## [Goal]
Please rewrite the entries from the first line up to and including the line containing "556L972 655L910 720L997", replacing "convention" with "rule" and keeping everything else unchanged. Give only those lines.

* Start Exercise data *

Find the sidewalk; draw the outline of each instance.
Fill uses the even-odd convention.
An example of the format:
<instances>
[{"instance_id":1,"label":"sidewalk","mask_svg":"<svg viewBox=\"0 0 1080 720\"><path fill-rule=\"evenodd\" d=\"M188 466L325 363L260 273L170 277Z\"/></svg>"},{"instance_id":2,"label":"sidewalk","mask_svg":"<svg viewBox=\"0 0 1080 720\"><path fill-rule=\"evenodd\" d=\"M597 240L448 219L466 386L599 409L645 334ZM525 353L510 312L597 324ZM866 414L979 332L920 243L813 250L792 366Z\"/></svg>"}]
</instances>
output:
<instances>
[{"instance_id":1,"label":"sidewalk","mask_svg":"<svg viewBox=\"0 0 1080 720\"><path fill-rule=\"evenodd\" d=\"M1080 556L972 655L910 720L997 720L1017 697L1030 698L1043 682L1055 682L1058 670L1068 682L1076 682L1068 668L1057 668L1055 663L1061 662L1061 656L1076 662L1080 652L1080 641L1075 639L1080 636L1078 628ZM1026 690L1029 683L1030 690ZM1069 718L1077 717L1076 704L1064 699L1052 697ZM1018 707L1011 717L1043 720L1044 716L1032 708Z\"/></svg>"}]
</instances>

* End Exercise data *

## [Solved exercise]
Find the sidewalk; draw the outline of each instance.
Fill uses the even-odd rule.
An example of the format:
<instances>
[{"instance_id":1,"label":"sidewalk","mask_svg":"<svg viewBox=\"0 0 1080 720\"><path fill-rule=\"evenodd\" d=\"M188 466L325 363L260 273L170 277Z\"/></svg>"},{"instance_id":2,"label":"sidewalk","mask_svg":"<svg viewBox=\"0 0 1080 720\"><path fill-rule=\"evenodd\" d=\"M597 240L448 219L466 386L599 409L645 334ZM525 353L510 312L597 324ZM866 414L979 332L920 243L813 250L792 366Z\"/></svg>"}]
</instances>
output:
<instances>
[{"instance_id":1,"label":"sidewalk","mask_svg":"<svg viewBox=\"0 0 1080 720\"><path fill-rule=\"evenodd\" d=\"M1080 556L972 655L910 720L997 720L1017 697L1030 698L1043 682L1055 682L1058 670L1068 682L1076 682L1068 668L1057 668L1055 663L1061 662L1061 656L1076 662L1080 652L1080 641L1075 639L1080 636L1078 628ZM1026 690L1029 683L1030 690ZM1069 718L1077 717L1076 704L1064 699L1052 697ZM1018 707L1011 717L1043 720L1044 716L1032 708Z\"/></svg>"}]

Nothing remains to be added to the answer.